• _Provided text_
In our second webinar of the series, Scott Schaefers, Justin Beyer and Joshua Salinas addressed the interplay between trade secrets and social media.
- Social Media Privacy Laws are on the Rise. At least 14 states now have laws prohibiting employers from requiring or even asking for access to employees’ or job applicants’ personal social media accounts. Penalties for violations range from nominal administrative fines to much larger damages, including punitive damages and attorneys’ fees. Many of the laws, however, have broad exceptions and loopholes, including required employer access of “nonpersonal” accounts and on suspected data theft or workplace misconduct. To learn more, please see our Social Media Privacy Legislation Desktop Reference.
- Watch Out for Your Trade Secrets. The new legislation may throw wrenches into employer-employee trade secret theft cases. For example, a disloyal employee secretly copies a confidential employer customer list onto his personal LinkedIn account. The employee works in a state that has adopted the new privacy legislation, which has an exemption for suspected data theft. The employer hears unsubstantiated gossip about that list copying, but does not investigate based on the flimsy evidence and for fear of violating the privacy law. The employee later resigns, and uses that list for a competitor. Did the former employer waive a trade secrets claim against the employee because it decided not to investigate, even though it could have? Did that decision amount to an unreasonably insufficient effort to protect its trade secrets?
- Have a Social Media Policy. Employers should have compliant social media usage policies. The policy should describe, among other things, what constitutes a “personal” social media account, what types of information belong to the employer, what types of social media activity is permissible, the instances in which the employer may seek to require or request access, and the potential consequences for non-compliance.
The third installment of the series was presented by Robert Milligan, Bart Lazar and John Tomaszewski as they discussed avoidance and mitigation techniques for data breaches, including where the class action bar is going and what potential defenses and strategies companies can employ in such lawsuits.
- A strong data security program requires layers. You can’t rely just on technical safeguards and the IT group. You also need people and processes to help catch the threats which get through the cracks that technology cannot plug. As part of that layering, it isn’t just about the prevention of threats, it is also about detection and early warning of threats. This will allow for the isolation of a threat which has made it through the “front door” before it gets into the safe in the bedroom.
- A company gets a greater return on investment by being prepared for a security breach. Training employees on handling personal information engages them in the process, and raises awareness to reduce the risk of an incident or that an incident will go unnoticed. Developing an incident response protocol and team with defined responsibilities allows a company to be more nimble and efficient when a potential incident occurs. And, as the study we referenced demonstrates, companies that already have an incident response plan in place spend 1/3 less on security incidents than those that do not have an incident response protocol.
- Increasingly courts are becoming more receptive to putative class claims alleging unlawful data breach in violation of statute or under the common law. Article III standing and lack of actual damages continue to be key defenses to such claims but courts are more receptive to creative claims based upon statutory language or contract interpretation. Companies should consider using arbitration agreements with class action waivers, as well as early dispositive motions to attempt to manage the risk of these dangerous and expensive suits.

• _Record excerpts_
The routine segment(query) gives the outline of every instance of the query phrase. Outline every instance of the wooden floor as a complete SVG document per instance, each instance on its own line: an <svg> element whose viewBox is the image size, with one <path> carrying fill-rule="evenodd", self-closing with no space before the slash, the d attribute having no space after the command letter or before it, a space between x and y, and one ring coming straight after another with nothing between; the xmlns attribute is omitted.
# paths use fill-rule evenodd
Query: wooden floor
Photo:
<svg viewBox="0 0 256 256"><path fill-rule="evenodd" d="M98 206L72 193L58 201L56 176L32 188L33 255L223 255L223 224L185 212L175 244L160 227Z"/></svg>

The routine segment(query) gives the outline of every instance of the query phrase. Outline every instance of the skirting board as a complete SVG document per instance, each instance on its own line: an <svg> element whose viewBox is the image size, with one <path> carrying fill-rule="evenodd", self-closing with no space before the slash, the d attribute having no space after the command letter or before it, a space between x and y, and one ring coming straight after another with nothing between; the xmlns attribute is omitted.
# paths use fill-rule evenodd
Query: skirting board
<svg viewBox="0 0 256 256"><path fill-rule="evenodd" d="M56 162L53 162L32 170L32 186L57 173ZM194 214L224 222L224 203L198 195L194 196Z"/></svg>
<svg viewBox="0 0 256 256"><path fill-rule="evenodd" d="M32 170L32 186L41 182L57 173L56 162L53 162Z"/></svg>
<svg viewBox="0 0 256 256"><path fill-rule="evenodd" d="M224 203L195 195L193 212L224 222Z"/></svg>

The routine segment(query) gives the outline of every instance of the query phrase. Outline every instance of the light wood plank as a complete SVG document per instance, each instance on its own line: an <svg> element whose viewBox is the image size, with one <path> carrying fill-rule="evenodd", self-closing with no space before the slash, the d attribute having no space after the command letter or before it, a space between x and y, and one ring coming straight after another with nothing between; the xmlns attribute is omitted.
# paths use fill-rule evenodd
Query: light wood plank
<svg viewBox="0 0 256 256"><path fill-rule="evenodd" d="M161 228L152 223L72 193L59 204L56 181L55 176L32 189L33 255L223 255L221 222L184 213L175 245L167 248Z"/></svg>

--

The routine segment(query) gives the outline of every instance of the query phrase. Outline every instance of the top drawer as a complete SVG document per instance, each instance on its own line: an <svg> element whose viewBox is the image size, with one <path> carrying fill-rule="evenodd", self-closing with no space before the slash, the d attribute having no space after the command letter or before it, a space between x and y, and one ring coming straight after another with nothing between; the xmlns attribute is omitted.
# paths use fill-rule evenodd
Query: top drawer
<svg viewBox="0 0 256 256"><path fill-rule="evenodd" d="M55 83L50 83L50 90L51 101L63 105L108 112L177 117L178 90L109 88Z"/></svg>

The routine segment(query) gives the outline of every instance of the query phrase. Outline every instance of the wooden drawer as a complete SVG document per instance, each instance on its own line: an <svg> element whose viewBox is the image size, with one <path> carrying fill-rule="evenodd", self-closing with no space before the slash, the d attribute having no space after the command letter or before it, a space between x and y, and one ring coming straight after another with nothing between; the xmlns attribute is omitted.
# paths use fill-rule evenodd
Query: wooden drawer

• _Job 1_
In the webinar summary, reproduce the passage starting at "The third installment" and ending at "in the bedroom.".
• _Job 2_
Answer these questions using the webinar summary:
(a) At least how many states have laws that stop employers from requiring or asking for access to personal social media accounts?
(b) Who presented the third installment of the series?
(c) How much less do companies with an incident response plan already in place spend on security incidents?
• _Job 3_
Sum up the webinar summary in two sentences.

• _Complete response 1_
The third installment of the series was presented by Robert Milligan, Bart Lazar and John Tomaszewski as they discussed avoidance and mitigation techniques for data breaches, including where the class action bar is going and what potential defenses and strategies companies can employ in such lawsuits.
- A strong data security program requires layers. You can’t rely just on technical safeguards and the IT group. You also need people and processes to help catch the threats which get through the cracks that technology cannot plug. As part of that layering, it isn’t just about the prevention of threats, it is also about detection and early warning of threats. This will allow for the isolation of a threat which has made it through the “front door” before it gets into the safe in the bedroom.

• _Complete response 2_
(a) At least 14 states.
(b) Robert Milligan, Bart Lazar and John Tomaszewski.
(c) One third less.

• _Complete response 3_
In the second webinar of the series, Scott Schaefers, Justin Beyer and Joshua Salinas explained how new state social media privacy laws may throw wrenches into trade secret theft cases between employers and employees, and they advised employers to have compliant social media policies. In the third, Robert Milligan, Bart Lazar and John Tomaszewski discussed layered data security, preparing for breaches through employee training and incident response plans, and ways to defend against data breach class actions, which courts are becoming more receptive to.